* start GIVEN RECORDS *

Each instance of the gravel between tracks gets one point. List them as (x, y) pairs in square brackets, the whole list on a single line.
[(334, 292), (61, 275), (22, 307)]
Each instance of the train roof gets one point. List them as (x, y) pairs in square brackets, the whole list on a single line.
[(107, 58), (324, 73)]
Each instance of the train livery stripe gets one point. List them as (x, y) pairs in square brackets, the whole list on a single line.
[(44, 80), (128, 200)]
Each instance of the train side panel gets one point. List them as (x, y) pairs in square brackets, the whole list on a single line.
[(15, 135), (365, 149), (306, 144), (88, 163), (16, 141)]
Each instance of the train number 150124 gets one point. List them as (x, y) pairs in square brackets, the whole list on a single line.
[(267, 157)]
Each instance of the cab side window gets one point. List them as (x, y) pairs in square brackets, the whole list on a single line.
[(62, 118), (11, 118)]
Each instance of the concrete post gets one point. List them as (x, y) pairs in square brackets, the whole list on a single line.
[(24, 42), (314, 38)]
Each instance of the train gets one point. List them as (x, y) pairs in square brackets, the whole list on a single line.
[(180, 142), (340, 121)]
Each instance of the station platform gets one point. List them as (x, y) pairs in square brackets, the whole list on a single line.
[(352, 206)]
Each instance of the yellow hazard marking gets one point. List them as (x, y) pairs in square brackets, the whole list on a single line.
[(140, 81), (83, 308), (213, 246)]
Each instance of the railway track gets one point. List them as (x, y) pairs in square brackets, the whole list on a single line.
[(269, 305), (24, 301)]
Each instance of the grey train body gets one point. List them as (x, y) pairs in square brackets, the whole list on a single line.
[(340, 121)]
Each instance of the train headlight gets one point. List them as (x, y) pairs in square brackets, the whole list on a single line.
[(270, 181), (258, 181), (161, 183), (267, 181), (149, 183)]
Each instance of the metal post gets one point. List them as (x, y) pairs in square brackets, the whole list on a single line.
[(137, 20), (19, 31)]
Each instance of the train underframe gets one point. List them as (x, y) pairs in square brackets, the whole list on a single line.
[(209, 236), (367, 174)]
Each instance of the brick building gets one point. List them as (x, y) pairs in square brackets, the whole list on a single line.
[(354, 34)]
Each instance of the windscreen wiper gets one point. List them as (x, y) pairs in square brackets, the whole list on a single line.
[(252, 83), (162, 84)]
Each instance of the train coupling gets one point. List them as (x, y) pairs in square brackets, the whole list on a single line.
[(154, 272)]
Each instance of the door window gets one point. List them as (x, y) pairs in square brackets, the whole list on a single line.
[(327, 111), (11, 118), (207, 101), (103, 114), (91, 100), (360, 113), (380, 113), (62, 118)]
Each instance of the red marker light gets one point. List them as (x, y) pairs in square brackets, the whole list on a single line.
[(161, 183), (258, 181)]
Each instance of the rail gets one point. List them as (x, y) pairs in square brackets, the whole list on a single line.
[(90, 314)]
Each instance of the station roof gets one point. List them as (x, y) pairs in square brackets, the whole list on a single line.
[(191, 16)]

* end GIVEN RECORDS *
* start GIVEN RECORDS *

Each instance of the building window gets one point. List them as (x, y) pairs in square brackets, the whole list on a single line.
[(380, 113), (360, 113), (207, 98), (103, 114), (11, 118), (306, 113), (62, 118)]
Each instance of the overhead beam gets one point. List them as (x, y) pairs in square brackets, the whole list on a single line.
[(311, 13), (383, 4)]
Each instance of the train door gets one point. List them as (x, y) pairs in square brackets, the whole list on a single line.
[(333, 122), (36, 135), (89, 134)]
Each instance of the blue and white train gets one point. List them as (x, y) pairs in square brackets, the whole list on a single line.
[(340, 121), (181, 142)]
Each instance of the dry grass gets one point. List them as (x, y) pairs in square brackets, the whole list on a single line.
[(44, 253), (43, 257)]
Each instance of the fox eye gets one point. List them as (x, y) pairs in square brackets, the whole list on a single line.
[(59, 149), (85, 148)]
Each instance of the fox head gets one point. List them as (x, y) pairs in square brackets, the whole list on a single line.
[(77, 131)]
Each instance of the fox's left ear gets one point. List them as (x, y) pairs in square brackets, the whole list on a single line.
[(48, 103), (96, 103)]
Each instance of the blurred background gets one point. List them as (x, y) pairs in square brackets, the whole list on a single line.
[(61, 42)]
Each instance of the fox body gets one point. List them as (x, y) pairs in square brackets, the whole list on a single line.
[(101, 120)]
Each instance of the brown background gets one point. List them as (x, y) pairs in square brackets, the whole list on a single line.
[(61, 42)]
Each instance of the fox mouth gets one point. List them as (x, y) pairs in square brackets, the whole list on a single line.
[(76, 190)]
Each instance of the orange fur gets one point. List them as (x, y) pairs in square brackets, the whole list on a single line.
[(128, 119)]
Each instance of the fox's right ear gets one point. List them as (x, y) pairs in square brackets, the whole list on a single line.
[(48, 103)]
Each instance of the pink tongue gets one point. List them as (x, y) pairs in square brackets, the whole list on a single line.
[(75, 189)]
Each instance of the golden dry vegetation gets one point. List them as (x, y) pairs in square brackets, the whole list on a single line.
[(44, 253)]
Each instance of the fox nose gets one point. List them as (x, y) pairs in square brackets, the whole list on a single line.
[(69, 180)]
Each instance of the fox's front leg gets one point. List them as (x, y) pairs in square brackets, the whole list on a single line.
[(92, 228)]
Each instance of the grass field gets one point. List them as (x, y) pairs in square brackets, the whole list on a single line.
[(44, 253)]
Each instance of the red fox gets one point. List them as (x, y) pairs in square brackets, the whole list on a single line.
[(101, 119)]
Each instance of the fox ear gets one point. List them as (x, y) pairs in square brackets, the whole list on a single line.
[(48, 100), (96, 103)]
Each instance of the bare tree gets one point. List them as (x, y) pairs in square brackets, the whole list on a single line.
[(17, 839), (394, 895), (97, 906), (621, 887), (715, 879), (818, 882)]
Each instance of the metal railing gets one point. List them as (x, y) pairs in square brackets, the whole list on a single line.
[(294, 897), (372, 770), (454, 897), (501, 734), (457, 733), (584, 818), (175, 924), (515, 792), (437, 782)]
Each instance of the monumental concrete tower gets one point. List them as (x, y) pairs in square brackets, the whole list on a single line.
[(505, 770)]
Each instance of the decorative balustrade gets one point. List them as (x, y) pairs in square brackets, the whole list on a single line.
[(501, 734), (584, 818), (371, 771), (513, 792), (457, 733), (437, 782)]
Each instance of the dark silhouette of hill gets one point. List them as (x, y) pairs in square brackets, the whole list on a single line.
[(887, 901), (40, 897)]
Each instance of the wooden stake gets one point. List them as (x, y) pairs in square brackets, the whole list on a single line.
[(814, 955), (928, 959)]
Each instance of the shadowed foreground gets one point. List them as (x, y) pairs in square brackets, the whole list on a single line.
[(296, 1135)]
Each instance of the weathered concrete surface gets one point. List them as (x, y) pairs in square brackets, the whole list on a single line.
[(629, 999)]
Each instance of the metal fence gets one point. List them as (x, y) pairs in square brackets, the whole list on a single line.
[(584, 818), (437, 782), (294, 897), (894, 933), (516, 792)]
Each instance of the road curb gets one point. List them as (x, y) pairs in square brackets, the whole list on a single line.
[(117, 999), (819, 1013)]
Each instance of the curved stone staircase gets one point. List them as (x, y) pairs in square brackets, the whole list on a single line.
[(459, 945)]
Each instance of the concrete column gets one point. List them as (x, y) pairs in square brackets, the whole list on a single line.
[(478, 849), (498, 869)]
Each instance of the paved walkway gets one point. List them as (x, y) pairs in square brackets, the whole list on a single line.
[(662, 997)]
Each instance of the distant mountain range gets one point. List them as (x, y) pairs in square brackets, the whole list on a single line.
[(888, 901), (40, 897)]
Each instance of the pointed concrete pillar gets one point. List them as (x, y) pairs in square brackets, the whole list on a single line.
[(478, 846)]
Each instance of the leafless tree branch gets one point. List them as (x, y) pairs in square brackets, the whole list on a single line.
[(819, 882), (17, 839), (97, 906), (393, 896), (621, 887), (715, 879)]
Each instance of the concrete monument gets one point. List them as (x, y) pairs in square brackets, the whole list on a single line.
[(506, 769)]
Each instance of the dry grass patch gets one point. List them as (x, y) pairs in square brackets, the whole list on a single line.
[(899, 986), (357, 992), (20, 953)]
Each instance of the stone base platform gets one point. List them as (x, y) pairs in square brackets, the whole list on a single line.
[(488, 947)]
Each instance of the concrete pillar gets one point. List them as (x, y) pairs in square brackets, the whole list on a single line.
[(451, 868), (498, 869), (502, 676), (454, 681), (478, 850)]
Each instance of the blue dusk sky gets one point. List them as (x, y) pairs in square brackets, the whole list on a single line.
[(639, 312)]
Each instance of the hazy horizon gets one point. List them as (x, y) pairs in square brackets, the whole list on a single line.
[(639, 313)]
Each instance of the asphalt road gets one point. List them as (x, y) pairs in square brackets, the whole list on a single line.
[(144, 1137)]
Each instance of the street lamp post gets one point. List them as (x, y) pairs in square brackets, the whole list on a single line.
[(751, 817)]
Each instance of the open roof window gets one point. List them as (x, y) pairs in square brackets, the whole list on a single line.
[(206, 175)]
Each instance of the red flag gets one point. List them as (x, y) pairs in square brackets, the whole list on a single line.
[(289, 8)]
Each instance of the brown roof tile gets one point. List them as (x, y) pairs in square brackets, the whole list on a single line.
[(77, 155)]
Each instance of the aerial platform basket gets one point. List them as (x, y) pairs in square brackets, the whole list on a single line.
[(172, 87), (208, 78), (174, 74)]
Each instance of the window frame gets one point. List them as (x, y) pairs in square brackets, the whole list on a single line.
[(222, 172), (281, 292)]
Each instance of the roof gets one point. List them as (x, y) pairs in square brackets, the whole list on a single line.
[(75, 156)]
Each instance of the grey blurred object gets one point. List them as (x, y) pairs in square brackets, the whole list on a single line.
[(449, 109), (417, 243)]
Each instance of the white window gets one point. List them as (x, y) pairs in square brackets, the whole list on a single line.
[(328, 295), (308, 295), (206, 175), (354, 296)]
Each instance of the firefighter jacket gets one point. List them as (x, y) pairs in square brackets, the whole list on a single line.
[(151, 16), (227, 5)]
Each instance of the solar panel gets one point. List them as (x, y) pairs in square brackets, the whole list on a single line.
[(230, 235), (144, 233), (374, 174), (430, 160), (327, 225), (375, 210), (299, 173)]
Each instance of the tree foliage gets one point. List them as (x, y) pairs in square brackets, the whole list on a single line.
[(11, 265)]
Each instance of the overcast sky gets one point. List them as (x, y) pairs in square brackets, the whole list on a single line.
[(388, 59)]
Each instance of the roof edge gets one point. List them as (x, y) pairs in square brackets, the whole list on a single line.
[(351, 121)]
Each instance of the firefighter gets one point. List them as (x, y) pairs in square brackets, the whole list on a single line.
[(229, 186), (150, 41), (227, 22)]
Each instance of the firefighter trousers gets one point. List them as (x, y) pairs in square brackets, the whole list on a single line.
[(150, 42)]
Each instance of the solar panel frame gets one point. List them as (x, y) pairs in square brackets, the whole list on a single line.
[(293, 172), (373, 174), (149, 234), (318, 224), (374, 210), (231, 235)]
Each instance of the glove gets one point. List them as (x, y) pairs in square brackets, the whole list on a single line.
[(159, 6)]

* end GIVEN RECORDS *

GIVEN INSTRUCTION
Output everything from the row containing "Each instance of the gravel" down to the row containing "[(44, 80), (128, 200)]" as a Markdown table with columns Row and Line, numbering each line and leaving out blank lines.

ANSWER IN FULL
| Row | Line |
|---|---|
| 1 | Each instance of the gravel between tracks gets one point. List them as (x, y) pairs in square brackets, the whole list on a single line. |
| 2 | [(334, 292), (61, 275), (22, 307)] |
| 3 | Each instance of the train roof gets one point. List them as (x, y) pairs in square brackets, the whole list on a single line. |
| 4 | [(107, 58), (324, 73)] |
| 5 | Each instance of the train livery stripe gets one point. List them as (x, y) pairs in square brackets, the whole list on a single line. |
| 6 | [(44, 80), (128, 200)] |